__WHAT YOU WILL DO__. List each line in the entries below that contains the string "tree", and treat uppercase and lowercase letters as distinct.

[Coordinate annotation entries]
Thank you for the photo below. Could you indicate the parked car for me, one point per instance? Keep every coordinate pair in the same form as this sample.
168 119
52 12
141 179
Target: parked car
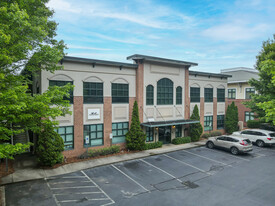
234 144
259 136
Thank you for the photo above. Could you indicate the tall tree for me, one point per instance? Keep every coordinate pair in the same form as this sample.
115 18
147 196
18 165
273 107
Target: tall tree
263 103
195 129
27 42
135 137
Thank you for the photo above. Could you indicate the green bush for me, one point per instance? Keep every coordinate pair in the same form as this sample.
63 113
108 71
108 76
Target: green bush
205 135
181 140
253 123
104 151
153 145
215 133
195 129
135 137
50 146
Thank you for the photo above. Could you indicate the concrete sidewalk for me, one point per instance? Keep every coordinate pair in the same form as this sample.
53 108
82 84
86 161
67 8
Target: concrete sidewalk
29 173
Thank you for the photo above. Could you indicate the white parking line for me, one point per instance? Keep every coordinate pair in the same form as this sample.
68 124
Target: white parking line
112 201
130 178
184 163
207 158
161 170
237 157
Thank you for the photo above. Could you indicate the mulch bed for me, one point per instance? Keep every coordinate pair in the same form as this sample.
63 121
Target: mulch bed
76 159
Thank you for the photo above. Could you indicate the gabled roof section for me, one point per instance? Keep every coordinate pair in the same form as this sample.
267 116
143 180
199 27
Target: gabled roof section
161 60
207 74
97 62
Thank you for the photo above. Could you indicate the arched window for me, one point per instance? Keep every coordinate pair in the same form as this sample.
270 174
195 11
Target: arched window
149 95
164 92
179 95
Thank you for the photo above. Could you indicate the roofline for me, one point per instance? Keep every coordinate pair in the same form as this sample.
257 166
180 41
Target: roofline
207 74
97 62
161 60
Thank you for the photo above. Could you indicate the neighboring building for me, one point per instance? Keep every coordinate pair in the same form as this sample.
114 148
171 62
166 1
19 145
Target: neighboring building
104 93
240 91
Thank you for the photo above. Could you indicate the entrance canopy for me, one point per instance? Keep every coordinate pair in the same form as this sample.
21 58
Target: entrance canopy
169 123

==

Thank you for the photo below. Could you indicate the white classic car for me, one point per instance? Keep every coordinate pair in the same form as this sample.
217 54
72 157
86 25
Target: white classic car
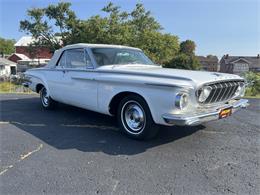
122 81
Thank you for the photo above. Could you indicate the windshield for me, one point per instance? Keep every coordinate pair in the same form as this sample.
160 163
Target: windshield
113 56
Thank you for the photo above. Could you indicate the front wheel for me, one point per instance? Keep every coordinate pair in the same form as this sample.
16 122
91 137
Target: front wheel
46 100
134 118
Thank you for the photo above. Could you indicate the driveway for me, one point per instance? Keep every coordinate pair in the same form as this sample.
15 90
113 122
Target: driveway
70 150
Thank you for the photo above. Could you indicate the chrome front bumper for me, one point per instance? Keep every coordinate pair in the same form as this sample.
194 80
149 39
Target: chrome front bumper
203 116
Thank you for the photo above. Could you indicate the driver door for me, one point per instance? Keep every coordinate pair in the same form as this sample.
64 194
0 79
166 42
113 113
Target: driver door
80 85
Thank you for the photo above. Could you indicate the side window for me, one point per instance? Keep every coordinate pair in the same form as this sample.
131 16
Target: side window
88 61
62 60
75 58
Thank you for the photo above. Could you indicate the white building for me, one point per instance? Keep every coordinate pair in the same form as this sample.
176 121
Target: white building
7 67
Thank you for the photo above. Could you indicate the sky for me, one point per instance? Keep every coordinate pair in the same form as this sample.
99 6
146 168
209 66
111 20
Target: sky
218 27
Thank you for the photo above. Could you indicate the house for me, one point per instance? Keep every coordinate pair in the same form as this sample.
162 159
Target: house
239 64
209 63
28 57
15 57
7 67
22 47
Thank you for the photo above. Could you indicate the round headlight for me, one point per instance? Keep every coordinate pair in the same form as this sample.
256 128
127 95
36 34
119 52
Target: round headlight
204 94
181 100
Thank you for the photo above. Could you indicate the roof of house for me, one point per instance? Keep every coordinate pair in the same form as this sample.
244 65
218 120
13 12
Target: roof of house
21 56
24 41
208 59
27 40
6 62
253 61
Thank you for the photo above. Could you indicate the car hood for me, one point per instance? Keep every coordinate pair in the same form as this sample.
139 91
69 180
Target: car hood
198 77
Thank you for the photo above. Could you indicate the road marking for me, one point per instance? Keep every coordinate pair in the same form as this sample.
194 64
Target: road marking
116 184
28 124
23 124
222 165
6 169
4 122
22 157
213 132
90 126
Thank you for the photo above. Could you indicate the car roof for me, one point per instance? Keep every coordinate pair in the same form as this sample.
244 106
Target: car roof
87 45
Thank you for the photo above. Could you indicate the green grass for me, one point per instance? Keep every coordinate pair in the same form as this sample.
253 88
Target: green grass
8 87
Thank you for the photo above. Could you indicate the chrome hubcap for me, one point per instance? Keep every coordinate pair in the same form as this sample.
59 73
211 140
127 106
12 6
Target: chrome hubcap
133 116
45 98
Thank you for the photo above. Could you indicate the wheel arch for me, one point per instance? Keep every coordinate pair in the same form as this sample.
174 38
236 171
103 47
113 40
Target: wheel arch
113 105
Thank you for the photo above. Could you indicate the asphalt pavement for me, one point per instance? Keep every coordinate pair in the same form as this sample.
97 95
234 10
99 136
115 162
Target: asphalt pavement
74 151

__EXPECTED OUTPUT__.
Thank you for the photo above. Could you indicate the tall tree for me, one point per instance? Keep every coordinate pair in the same form as this sample.
Target: tall tree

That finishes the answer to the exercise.